TEXTO PARA LEITURA:
________
Introdução aos Clássicos da Sociologia: O Estado e o Direito
Sempre relutei escrever prefácios, entendendo serem desnecessários por dois motivos. Primeiro, pelo receio de concorrer com o leitor na sua escolha particularíssima, portanto livre de qualquer indicação, muitas vezes subvalorizada por críticos de plantão, ou hipervalorizada por mau leitor, especialmente os bajuladores à caça de prestígio e posição em revistas especializadas, e segundo, por entender que a leitura de uma obra não precisa de recomendação a priori de qualquer natureza. Na maioria dessas é até prejudicial, na medida em que, sendo também resultado de uma leitura particular, se vê incapaz de sublinhar o mínimo de questões ou impressões de sentido suscitadas no texto lido, ou quando a ´leitura´ desconhece suas qualidades intrínsecas, reportando reiteradamente apenas aos defeitos. Não é uma tarefa fácil. A leitura disciplinada é pacientemente exigente de concentração e objetivo, conferindo ao leitor, que assim procede, alguns resultados previsíveis e outros inesperados.
O livro em apreço, Introdução aos clássicos da Sociologia - o Estado e o Direito, de Gabriel Eidelwein Silveira dispensa minha recomendação. É, por si, recomendável àqueles leitores que se dispõem de vontade e interesse na compreensão das relações estruturantes entre o Estado e o Direito, na modernidade contemporânea, a partir de uma ´leitura introdutória` não simplista dos clássicos da Sociologia.
Em respeito ao tempo do leitor, não me deterei em destacar as lacunas que o texto possa ter como todo livro introdutório. Mas em sublinhar os aspectos que considero mais importantes, os quais possam estimular o leitor, à medida que avança seu itinerário, a manter seu ritmo de interesse, ainda que diferentemente do texto literário, aquele, do campo científico demanda também a fluência objetiva e genérica do bom texto. O bom leitor saberá encontrar as “ideias no lugar”. Evidente que todo bom texto tem o propósito de facilitar tal busca. Assim foi a primeira impressão quando li o texto deste autor. Tornou-se comum dizer que o mérito de alguns poucos tipos de livros esteja exatamente nestes que não oferecem respostas prontas e acabadas, na maioria tediosas, mas seja portador de uma base teórica suficiente para elaboração de novas questões. O presente livro de Gabriel E. Silveira contempla essa categoria. O livro verdadeiro cria leitores independentes, não seguidores.
Inúmeras são as qualidades deste livro. Começo por realçar a forma como o autor ousa fazer do insosso discurso acadêmico, tornando-o palatável sem descambar para a prosa simplória e persuasiva de caixeiro-viajante, mas, com cuidadosa objetividade, envida seus esforços heurísticos de forma brilhante ao explanar e compreender o percurso histórico e epistemológico da sociologia como ciência moderna.
A vivência do autor no ensino e pesquisa está demonstrada na sua capacidade e habilidade de articular suas argumentações e tecer abordagens gerais sobre as contribuições dos clássicos da Sociologia (Durkheim, Weber e Marx) e do ‘clássico’ mais próximo de nós, Bourdieu (herdeiro crítico-eclético dessa tradição), quanto às questões gerais/específicas e os temas da modernidade propostas por aqueles.
________
ENTRADAS:
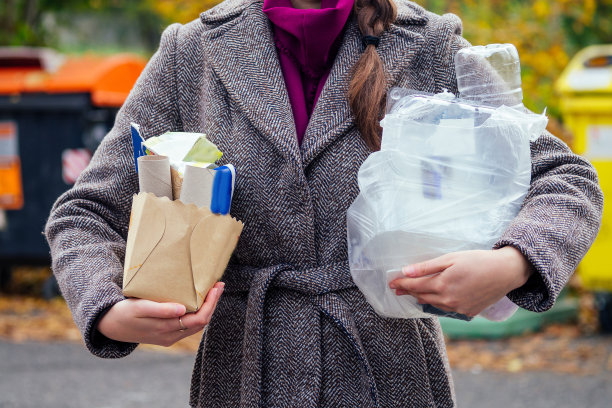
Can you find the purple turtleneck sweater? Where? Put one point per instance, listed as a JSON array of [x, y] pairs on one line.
[[307, 42]]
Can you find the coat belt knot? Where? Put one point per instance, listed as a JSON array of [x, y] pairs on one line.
[[319, 285]]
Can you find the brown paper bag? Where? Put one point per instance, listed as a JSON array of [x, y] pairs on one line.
[[176, 252]]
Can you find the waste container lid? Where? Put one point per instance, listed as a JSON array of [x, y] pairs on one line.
[[589, 71], [108, 79]]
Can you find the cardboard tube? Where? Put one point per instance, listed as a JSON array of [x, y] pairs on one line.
[[154, 176], [197, 186]]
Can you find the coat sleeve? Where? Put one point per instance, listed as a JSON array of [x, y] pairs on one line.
[[561, 214], [87, 227]]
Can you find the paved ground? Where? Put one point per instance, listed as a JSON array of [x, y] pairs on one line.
[[64, 375]]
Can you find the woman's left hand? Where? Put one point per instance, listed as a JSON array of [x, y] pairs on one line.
[[465, 282]]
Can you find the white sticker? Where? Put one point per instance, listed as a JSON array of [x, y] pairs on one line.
[[599, 142]]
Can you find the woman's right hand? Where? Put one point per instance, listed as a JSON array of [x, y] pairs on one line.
[[145, 321]]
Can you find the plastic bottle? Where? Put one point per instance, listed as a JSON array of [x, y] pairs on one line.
[[490, 75]]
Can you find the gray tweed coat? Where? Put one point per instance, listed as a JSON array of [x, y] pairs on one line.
[[292, 330]]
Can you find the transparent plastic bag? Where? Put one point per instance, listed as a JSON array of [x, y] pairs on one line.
[[450, 176]]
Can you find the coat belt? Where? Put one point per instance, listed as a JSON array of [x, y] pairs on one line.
[[320, 285]]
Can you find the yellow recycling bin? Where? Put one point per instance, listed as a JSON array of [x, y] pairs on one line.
[[586, 104]]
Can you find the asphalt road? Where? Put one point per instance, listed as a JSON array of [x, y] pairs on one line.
[[60, 375]]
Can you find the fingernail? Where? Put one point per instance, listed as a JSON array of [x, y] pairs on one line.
[[409, 270]]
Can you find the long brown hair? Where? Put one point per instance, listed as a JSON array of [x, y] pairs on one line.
[[367, 88]]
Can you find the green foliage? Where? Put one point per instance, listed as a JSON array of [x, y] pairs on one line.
[[546, 34]]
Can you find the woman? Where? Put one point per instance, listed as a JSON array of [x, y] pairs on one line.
[[296, 111]]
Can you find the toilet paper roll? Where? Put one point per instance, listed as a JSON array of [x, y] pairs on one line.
[[154, 176], [197, 186]]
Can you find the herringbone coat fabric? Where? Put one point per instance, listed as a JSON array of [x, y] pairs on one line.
[[291, 329]]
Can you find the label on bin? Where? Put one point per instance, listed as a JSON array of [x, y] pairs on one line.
[[599, 142], [11, 189]]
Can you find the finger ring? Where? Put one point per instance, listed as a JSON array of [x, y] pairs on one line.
[[183, 328]]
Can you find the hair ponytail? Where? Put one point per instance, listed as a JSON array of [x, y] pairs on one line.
[[367, 88]]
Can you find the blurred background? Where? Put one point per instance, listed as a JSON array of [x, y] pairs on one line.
[[66, 66]]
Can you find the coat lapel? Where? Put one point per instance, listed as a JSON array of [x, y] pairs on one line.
[[244, 57], [332, 117]]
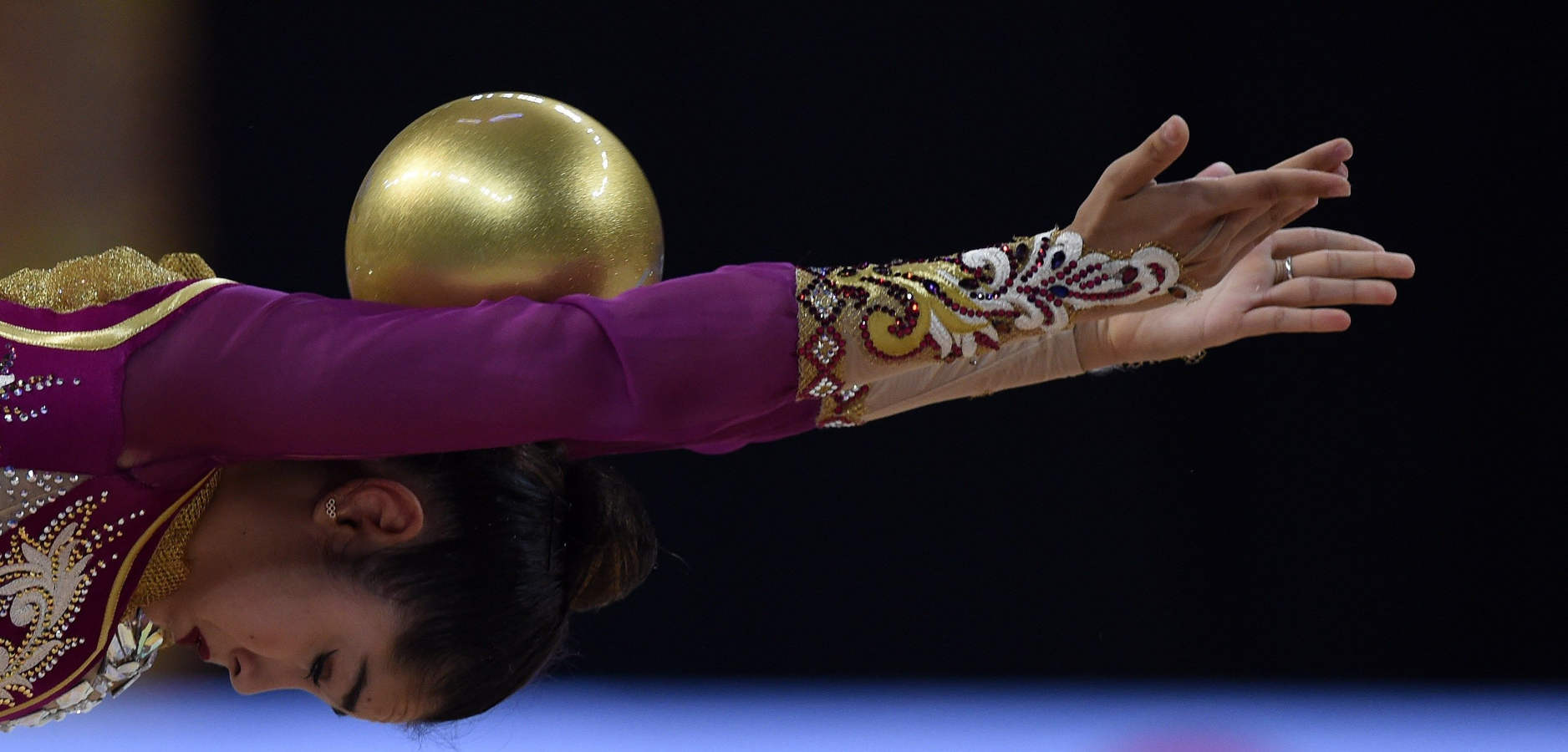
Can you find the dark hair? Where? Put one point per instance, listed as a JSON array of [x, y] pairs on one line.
[[517, 541]]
________
EXERCÍCIO PROPOSTO:
Por favor, responda a estas perguntas com base no texto para leitura:
1. Qual é o título do livro de Gabriel Eidelwein Silveira?
2. Segundo o texto, que tipo de leitores o livro verdadeiro cria?
3. Qual autor é chamado de "clássico" mais próximo de nós?
As entradas não têm relação com o texto para leitura.

RESPOSTA:
1. Introdução aos clássicos da Sociologia - o Estado e o Direito.
2. Leitores independentes, não seguidores.
3. Bourdieu.